**DOCUMENT EXCERPT**
Where do vegetarians get their protein from? And how hard is it for a vegan/vegetarian diet to meet the recommendations for this essential building block?
The question of protein or lack of it was never one of my concerns when I became a vegetarian over 25 years ago. I just knew that I didn’t want to eat meat, chicken or fish anymore. And like many other vegetarians will tell you, the desire for flesh just left me. I never felt I gave anything up – it gave up on me.
Durban is a Great City for Vegetarians
I can honestly say I have never missed eating meat. Living in Durban with its large Indian community makes my life much easier – there are plenty of vegetarian options in most restaurants, at events, civic functions etc.
One of the only times I struggle to keep my diet balanced and eat food I really like, is when I travel overseas. Sure there are great high end vegetarian restaurants in Europe and the USA but for an ordinary budget traveler like me, the options are quite limited.
But here at home, I have accessible take-away restaurants with great veg food within a few minutes drive from. home
OK, maybe it is because I truly believe that hot sauce and any edibles featuring chilies, cover all food groups – I can happily live on Beans Bunnies and Veg Briyani. My mantra is: Proteins + Carbs = Energy
Most Vegetables Contain some Protein
Nearly all vegetables, beans, grains, nuts, and seeds contain some, and often much, protein.
Did you know that, per calorie, broccoli has more protein than beef, which about 4.5 grams per 30 calories. Broccoli is also packed with amino acids, fiber, Vitamin B6 to improve your mood and is one of the best vegetables linked to fighting cancer. But one cannot live on broccoli alone and at certain times of the year it gets quite expensive, so you need to make a plan.
Some other high protein vegetables are:
- Brussel Sprouts
- Mealies (Corn)
The reality is that you don’t need as much protein as most people think, and it’s easy to get what you do need from beans, nuts, seeds, grains, soy, and even greens.
Vegetarian Sources of Protein
A common concern about vegetarian and vegan diets is that they might lack sufficient protein.
However, many experts agree that a well-planned vegetarian or vegan diet can provide you with all the nutrients you need.
I like the simple and inexpensive ones like Lentils, Chickpeas (Garbanzo Beans) and most varieties of beans (and pulses) which I know contain high amounts of protein per serving.
If you want something extra and also boost your Vit B12, Nutritional Yeast is a great source of protein. It is sold in most health stores as a yellow powder or flakes and can be sprinkled on top of pasta dishes, mashed potatoes or even enjoyed as a savory topping on popcorn. It is high in protein, fiber and is often fortified with various nutrients.

**EXERCISE A**
According to the text on vegetarian protein, which kinds of food nearly all contain some protein? List each one.
**EXERCISE B**
Reproduce the text on vegetarian protein from "However, many experts" up to and including "with various nutrients.".
Draw only on the text on vegetarian protein when responding.

**PROVIDED DATA**

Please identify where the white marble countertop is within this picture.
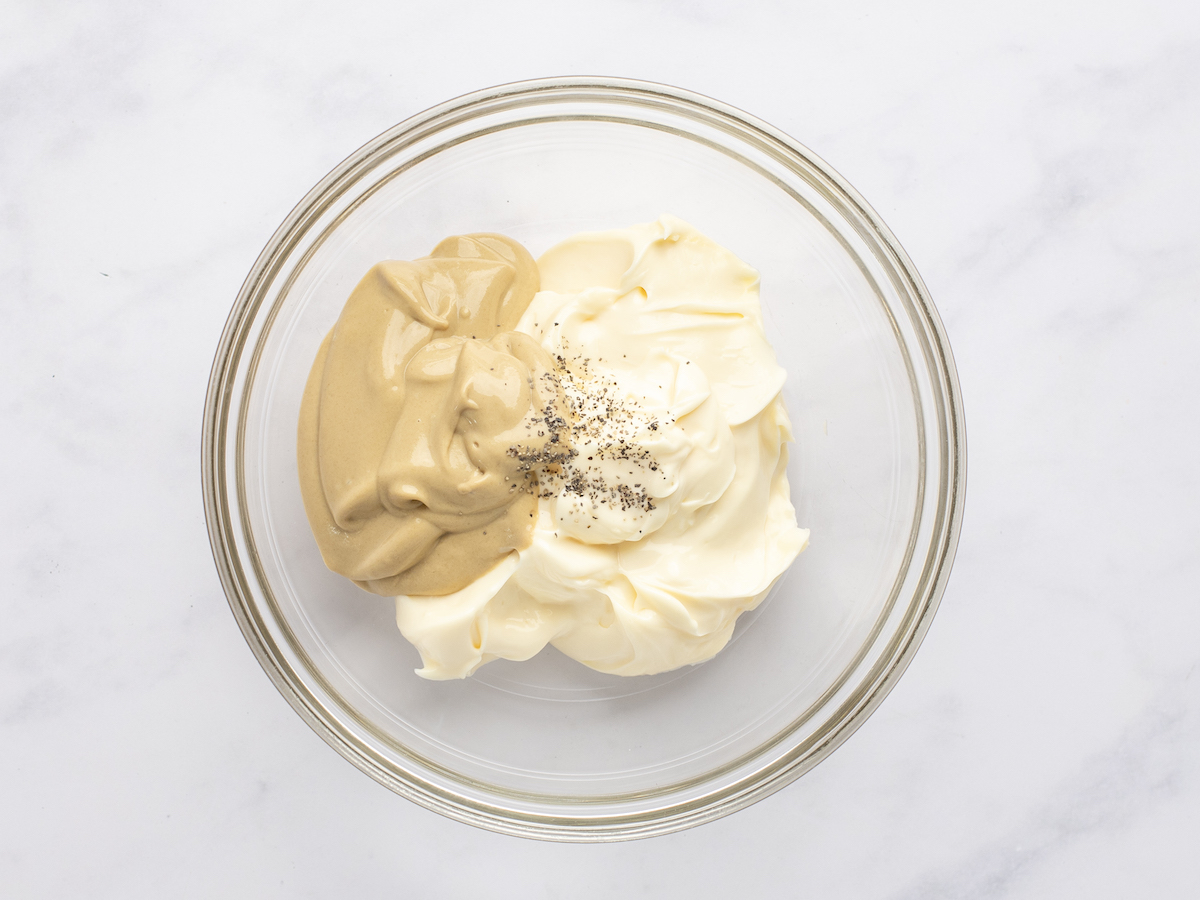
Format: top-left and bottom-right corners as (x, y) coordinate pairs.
(0, 0), (1200, 899)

**ANSWER A**
- Vegetables
- Beans
- Grains
- Nuts
- Seeds

**ANSWER B**
However, many experts agree that a well-planned vegetarian or vegan diet can provide you with all the nutrients you need.
I like the simple and inexpensive ones like Lentils, Chickpeas (Garbanzo Beans) and most varieties of beans (and pulses) which I know contain high amounts of protein per serving.
If you want something extra and also boost your Vit B12, Nutritional Yeast is a great source of protein. It is sold in most health stores as a yellow powder or flakes and can be sprinkled on top of pasta dishes, mashed potatoes or even enjoyed as a savory topping on popcorn. It is high in protein, fiber and is often fortified with various nutrients.